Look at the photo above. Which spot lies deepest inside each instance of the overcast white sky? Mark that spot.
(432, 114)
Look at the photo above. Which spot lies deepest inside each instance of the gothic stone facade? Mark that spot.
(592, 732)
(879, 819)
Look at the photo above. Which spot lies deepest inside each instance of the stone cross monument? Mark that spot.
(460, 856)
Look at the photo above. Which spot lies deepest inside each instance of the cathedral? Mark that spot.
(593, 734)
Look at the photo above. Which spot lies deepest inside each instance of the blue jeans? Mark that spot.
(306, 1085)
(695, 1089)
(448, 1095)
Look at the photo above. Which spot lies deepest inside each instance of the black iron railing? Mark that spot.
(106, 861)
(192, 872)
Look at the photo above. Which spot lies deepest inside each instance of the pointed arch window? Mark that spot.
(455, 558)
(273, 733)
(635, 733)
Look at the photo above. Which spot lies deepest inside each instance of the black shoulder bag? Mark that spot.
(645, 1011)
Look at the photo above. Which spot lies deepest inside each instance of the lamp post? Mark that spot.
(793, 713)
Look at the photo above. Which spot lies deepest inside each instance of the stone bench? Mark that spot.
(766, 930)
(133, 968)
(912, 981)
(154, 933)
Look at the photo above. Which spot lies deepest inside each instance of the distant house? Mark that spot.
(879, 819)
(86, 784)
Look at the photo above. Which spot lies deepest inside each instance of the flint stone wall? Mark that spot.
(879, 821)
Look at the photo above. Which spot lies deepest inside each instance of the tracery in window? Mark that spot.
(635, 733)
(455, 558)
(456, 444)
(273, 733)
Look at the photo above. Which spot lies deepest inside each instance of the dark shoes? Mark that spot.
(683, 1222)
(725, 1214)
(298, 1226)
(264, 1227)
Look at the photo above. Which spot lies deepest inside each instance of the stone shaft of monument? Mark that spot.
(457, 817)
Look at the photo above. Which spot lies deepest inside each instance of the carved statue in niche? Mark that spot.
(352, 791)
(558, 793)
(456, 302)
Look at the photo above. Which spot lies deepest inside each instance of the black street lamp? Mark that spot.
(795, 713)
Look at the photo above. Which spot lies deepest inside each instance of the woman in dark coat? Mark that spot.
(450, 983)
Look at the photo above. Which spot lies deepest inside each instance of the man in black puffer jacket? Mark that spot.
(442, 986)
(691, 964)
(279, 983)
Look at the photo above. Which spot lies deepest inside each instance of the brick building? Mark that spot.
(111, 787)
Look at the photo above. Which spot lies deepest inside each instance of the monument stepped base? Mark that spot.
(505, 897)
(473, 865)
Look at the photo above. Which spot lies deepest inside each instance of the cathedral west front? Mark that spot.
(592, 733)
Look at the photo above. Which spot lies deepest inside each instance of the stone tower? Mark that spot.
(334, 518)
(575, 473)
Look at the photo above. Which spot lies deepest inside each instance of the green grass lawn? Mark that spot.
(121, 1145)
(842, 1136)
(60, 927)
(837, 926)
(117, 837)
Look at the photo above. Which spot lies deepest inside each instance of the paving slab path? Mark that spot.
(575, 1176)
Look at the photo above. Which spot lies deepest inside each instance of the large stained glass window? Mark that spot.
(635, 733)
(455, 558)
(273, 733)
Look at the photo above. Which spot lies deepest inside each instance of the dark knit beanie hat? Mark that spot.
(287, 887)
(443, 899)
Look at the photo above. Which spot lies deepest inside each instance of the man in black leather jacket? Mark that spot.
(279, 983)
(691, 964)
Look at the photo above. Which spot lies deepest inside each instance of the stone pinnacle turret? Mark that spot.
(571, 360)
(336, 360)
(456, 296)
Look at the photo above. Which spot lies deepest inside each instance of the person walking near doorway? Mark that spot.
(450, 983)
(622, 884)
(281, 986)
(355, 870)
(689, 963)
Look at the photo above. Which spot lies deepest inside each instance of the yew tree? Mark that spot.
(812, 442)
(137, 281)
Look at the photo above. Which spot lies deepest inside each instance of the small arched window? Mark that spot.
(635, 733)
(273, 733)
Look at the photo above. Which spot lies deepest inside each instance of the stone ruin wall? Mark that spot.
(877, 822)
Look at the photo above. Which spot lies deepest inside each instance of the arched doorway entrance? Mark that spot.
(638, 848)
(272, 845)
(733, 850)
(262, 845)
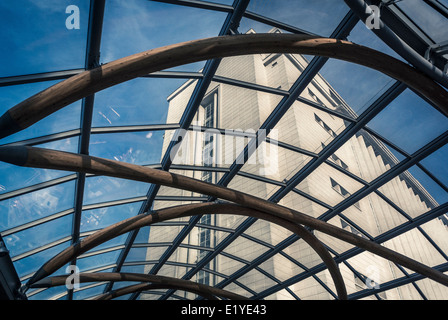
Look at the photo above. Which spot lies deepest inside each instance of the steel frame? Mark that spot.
(409, 161)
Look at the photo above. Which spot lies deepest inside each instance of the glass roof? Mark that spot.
(354, 148)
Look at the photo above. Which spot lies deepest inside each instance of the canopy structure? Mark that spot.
(228, 149)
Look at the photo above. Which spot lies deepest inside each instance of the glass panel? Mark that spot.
(281, 267)
(99, 260)
(90, 292)
(101, 189)
(39, 235)
(227, 265)
(365, 156)
(140, 148)
(135, 102)
(414, 192)
(47, 294)
(428, 191)
(68, 118)
(252, 187)
(31, 264)
(329, 185)
(363, 36)
(303, 254)
(320, 17)
(310, 289)
(426, 18)
(103, 217)
(256, 281)
(269, 233)
(375, 217)
(15, 177)
(113, 243)
(308, 128)
(436, 229)
(356, 86)
(415, 246)
(436, 164)
(35, 205)
(245, 249)
(145, 254)
(302, 204)
(40, 30)
(274, 162)
(277, 71)
(432, 290)
(135, 26)
(409, 122)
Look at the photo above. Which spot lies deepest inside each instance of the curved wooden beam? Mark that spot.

### WHAT NEEDS TO BE DONE:
Recast the records as a numbered list, from the line containing "structure? Mark that spot." through the end of the records, both included, omitting any blank lines.

### EXERCISE ANSWER:
1. Look at the photo above. Which spot lies deepest inside each instance of the canopy structure? Mark that spot.
2. (228, 149)
3. Look at the photo above. Which spot lies deepest inside each instance of the glass panel? Mark that spot.
4. (281, 267)
5. (99, 260)
6. (90, 292)
7. (101, 189)
8. (39, 235)
9. (227, 265)
10. (365, 156)
11. (140, 148)
12. (135, 102)
13. (414, 192)
14. (47, 294)
15. (428, 191)
16. (68, 118)
17. (252, 187)
18. (31, 264)
19. (329, 185)
20. (363, 36)
21. (303, 254)
22. (320, 17)
23. (310, 289)
24. (426, 18)
25. (103, 217)
26. (256, 281)
27. (269, 233)
28. (375, 217)
29. (15, 177)
30. (113, 243)
31. (308, 128)
32. (436, 229)
33. (356, 86)
34. (415, 246)
35. (436, 164)
36. (35, 205)
37. (245, 249)
38. (145, 254)
39. (302, 204)
40. (40, 30)
41. (274, 162)
42. (277, 71)
43. (432, 290)
44. (135, 26)
45. (409, 122)
46. Look at the photo above. Which spot lies deepest inside each instance of the curved wooden beam? Mark that spot.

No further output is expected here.